WORK TO COMPLETE – Please count the lines in the records below that contain the string "mountain" and reply with only that number. Case matters.

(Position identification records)
-------------------------
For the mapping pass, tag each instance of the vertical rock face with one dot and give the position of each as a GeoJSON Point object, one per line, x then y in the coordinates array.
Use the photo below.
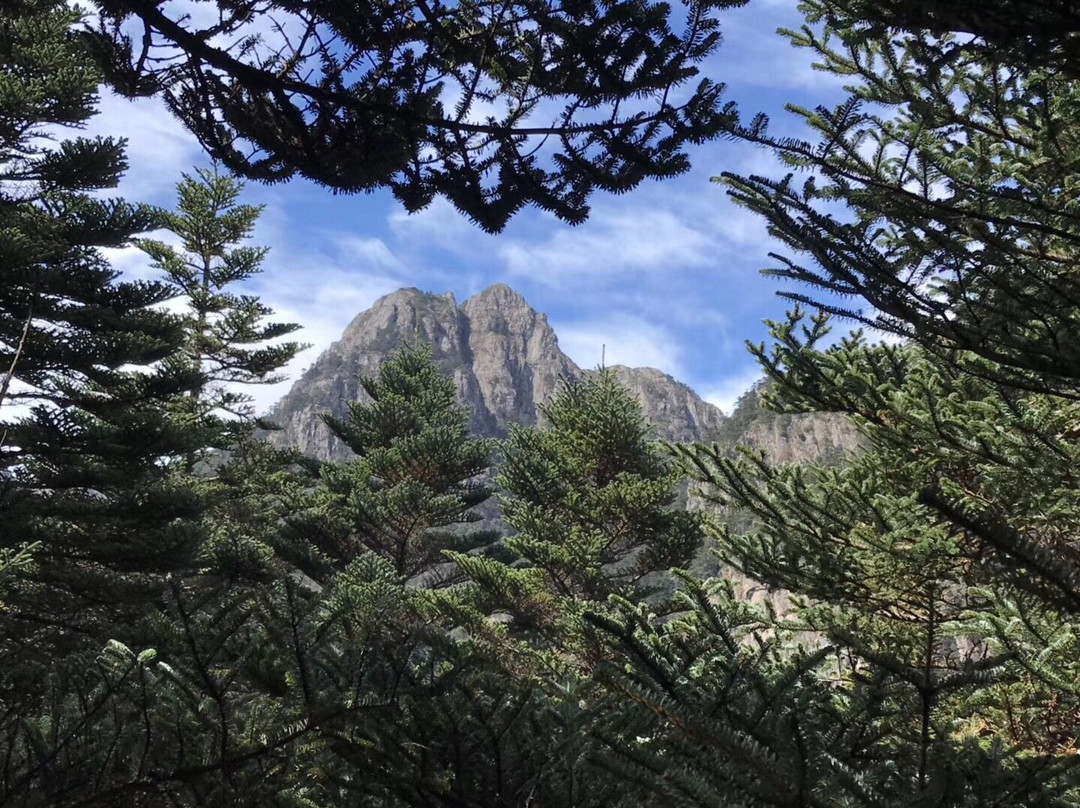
{"type": "Point", "coordinates": [501, 353]}
{"type": "Point", "coordinates": [515, 357]}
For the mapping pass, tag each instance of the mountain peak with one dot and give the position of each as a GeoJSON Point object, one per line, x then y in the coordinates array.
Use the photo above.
{"type": "Point", "coordinates": [502, 354]}
{"type": "Point", "coordinates": [500, 294]}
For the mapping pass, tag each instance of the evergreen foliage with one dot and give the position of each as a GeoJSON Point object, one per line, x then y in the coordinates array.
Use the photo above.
{"type": "Point", "coordinates": [936, 568]}
{"type": "Point", "coordinates": [228, 342]}
{"type": "Point", "coordinates": [86, 432]}
{"type": "Point", "coordinates": [415, 484]}
{"type": "Point", "coordinates": [493, 106]}
{"type": "Point", "coordinates": [589, 496]}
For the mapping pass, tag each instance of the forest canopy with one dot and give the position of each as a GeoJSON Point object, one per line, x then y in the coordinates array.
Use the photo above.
{"type": "Point", "coordinates": [192, 615]}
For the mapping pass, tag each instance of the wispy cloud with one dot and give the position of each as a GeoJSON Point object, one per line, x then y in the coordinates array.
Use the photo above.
{"type": "Point", "coordinates": [613, 242]}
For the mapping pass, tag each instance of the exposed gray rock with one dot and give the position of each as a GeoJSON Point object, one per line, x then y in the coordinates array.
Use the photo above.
{"type": "Point", "coordinates": [501, 353]}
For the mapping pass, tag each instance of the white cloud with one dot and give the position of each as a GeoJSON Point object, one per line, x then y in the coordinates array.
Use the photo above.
{"type": "Point", "coordinates": [439, 225]}
{"type": "Point", "coordinates": [612, 242]}
{"type": "Point", "coordinates": [366, 252]}
{"type": "Point", "coordinates": [159, 148]}
{"type": "Point", "coordinates": [623, 341]}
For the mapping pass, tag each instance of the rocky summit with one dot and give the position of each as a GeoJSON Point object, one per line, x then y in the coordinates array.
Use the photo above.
{"type": "Point", "coordinates": [502, 354]}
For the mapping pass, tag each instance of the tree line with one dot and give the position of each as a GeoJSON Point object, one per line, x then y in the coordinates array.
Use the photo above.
{"type": "Point", "coordinates": [193, 617]}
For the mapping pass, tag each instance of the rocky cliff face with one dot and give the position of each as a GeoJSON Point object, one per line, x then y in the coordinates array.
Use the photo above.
{"type": "Point", "coordinates": [502, 354]}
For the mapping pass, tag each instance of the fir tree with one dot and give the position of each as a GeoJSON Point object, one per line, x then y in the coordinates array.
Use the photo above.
{"type": "Point", "coordinates": [86, 440]}
{"type": "Point", "coordinates": [432, 99]}
{"type": "Point", "coordinates": [415, 483]}
{"type": "Point", "coordinates": [589, 496]}
{"type": "Point", "coordinates": [939, 566]}
{"type": "Point", "coordinates": [228, 342]}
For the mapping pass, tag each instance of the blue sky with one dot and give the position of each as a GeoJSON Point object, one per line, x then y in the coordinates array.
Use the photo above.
{"type": "Point", "coordinates": [666, 275]}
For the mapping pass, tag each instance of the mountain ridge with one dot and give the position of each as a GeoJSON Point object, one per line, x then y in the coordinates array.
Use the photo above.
{"type": "Point", "coordinates": [502, 354]}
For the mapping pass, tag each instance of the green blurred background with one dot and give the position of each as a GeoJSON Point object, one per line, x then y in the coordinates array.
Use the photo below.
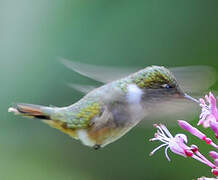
{"type": "Point", "coordinates": [117, 33]}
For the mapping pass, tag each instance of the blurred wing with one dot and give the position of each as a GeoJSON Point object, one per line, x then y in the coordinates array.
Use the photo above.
{"type": "Point", "coordinates": [99, 73]}
{"type": "Point", "coordinates": [192, 79]}
{"type": "Point", "coordinates": [82, 88]}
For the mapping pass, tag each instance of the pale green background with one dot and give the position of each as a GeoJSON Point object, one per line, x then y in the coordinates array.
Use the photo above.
{"type": "Point", "coordinates": [33, 34]}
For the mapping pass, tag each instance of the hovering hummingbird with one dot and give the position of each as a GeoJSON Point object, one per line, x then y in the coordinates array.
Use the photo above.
{"type": "Point", "coordinates": [108, 112]}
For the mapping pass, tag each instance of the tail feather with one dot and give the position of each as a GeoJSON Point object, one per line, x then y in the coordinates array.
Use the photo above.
{"type": "Point", "coordinates": [30, 110]}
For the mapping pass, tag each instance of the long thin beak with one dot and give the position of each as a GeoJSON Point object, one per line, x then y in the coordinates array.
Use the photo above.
{"type": "Point", "coordinates": [191, 98]}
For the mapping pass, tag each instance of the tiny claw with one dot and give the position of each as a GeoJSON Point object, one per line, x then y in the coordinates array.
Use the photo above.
{"type": "Point", "coordinates": [194, 148]}
{"type": "Point", "coordinates": [188, 153]}
{"type": "Point", "coordinates": [150, 154]}
{"type": "Point", "coordinates": [155, 125]}
{"type": "Point", "coordinates": [215, 171]}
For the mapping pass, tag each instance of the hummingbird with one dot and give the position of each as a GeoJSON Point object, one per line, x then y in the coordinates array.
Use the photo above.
{"type": "Point", "coordinates": [108, 112]}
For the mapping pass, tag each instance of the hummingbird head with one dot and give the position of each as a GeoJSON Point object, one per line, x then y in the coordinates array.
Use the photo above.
{"type": "Point", "coordinates": [158, 83]}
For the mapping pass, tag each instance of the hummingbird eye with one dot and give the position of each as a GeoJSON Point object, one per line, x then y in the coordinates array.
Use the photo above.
{"type": "Point", "coordinates": [166, 86]}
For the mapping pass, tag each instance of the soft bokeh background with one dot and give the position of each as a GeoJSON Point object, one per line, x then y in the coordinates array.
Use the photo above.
{"type": "Point", "coordinates": [119, 33]}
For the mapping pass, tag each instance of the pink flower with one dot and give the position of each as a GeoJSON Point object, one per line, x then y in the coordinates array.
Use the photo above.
{"type": "Point", "coordinates": [209, 110]}
{"type": "Point", "coordinates": [178, 145]}
{"type": "Point", "coordinates": [194, 131]}
{"type": "Point", "coordinates": [175, 144]}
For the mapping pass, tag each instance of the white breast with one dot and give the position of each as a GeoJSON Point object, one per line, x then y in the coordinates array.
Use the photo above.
{"type": "Point", "coordinates": [134, 94]}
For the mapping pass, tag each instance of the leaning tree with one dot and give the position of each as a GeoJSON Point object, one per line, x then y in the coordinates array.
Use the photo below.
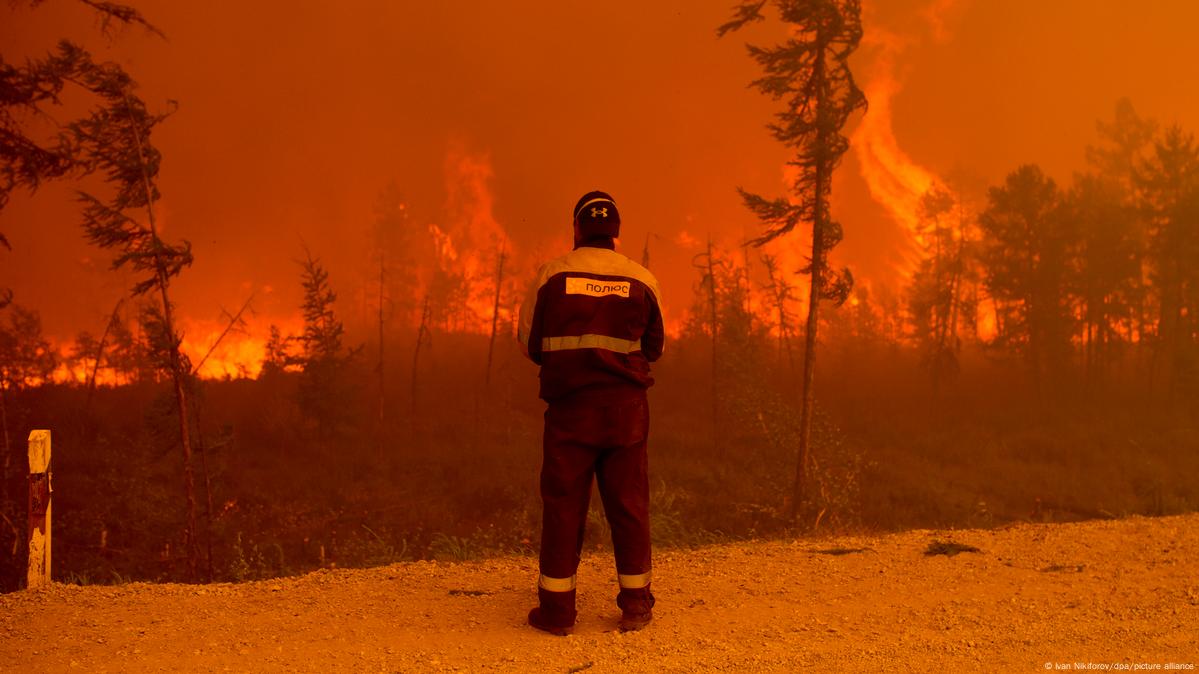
{"type": "Point", "coordinates": [809, 72]}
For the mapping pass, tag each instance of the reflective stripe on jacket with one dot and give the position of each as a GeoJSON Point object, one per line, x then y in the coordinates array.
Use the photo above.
{"type": "Point", "coordinates": [592, 318]}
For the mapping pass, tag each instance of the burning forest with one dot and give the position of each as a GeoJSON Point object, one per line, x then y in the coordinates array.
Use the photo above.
{"type": "Point", "coordinates": [261, 274]}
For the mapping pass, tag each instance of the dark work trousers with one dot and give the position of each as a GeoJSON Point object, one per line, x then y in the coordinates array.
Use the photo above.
{"type": "Point", "coordinates": [601, 434]}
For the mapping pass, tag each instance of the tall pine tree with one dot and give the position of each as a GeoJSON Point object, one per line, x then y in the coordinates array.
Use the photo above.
{"type": "Point", "coordinates": [809, 72]}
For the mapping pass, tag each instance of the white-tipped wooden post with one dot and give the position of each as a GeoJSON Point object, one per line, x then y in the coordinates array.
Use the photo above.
{"type": "Point", "coordinates": [38, 509]}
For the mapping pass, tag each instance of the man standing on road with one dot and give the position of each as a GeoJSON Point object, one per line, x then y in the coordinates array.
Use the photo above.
{"type": "Point", "coordinates": [592, 320]}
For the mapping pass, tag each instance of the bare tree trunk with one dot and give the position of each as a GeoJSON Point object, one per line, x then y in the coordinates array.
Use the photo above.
{"type": "Point", "coordinates": [495, 316]}
{"type": "Point", "coordinates": [100, 350]}
{"type": "Point", "coordinates": [208, 488]}
{"type": "Point", "coordinates": [711, 305]}
{"type": "Point", "coordinates": [416, 356]}
{"type": "Point", "coordinates": [176, 362]}
{"type": "Point", "coordinates": [7, 453]}
{"type": "Point", "coordinates": [800, 489]}
{"type": "Point", "coordinates": [383, 389]}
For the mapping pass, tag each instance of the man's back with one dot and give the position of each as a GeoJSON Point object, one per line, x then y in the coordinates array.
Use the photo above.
{"type": "Point", "coordinates": [592, 322]}
{"type": "Point", "coordinates": [592, 319]}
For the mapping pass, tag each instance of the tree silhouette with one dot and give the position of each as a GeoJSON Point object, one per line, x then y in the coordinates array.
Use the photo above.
{"type": "Point", "coordinates": [935, 286]}
{"type": "Point", "coordinates": [1169, 181]}
{"type": "Point", "coordinates": [323, 356]}
{"type": "Point", "coordinates": [1025, 254]}
{"type": "Point", "coordinates": [811, 72]}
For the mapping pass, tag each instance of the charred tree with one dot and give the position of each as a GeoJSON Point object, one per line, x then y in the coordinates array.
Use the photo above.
{"type": "Point", "coordinates": [781, 294]}
{"type": "Point", "coordinates": [115, 140]}
{"type": "Point", "coordinates": [495, 313]}
{"type": "Point", "coordinates": [809, 72]}
{"type": "Point", "coordinates": [323, 359]}
{"type": "Point", "coordinates": [422, 337]}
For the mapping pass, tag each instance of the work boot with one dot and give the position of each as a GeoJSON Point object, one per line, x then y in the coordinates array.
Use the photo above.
{"type": "Point", "coordinates": [555, 614]}
{"type": "Point", "coordinates": [637, 606]}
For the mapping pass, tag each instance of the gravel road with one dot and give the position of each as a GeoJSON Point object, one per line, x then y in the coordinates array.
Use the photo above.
{"type": "Point", "coordinates": [1035, 597]}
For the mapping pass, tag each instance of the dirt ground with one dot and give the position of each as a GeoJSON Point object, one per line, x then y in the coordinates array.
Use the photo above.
{"type": "Point", "coordinates": [1095, 595]}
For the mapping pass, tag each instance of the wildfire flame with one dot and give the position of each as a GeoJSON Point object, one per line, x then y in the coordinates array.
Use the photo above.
{"type": "Point", "coordinates": [895, 179]}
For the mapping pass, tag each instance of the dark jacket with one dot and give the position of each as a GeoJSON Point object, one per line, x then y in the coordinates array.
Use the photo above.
{"type": "Point", "coordinates": [592, 319]}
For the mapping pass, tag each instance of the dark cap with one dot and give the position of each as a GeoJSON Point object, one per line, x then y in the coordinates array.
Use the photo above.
{"type": "Point", "coordinates": [597, 216]}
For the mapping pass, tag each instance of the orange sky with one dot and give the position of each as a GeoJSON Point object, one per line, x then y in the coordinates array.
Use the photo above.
{"type": "Point", "coordinates": [291, 120]}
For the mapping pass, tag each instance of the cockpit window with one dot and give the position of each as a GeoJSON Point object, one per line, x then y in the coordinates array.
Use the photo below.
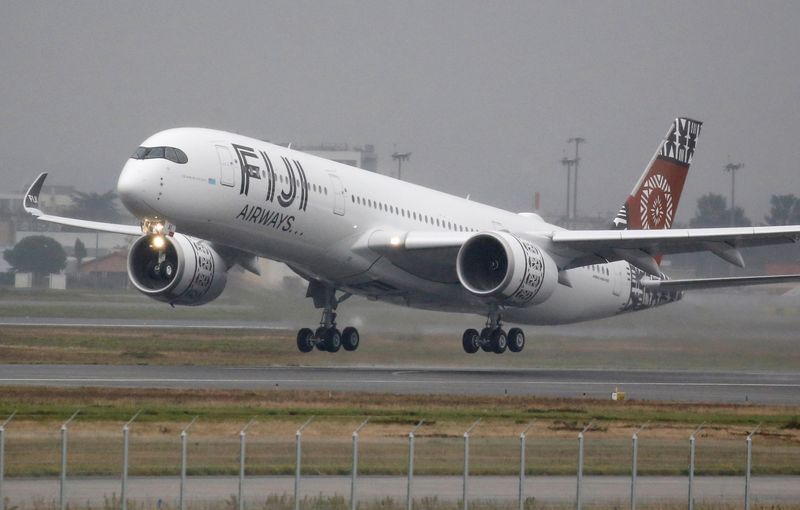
-------------------------
ANSWER IN FULL – 2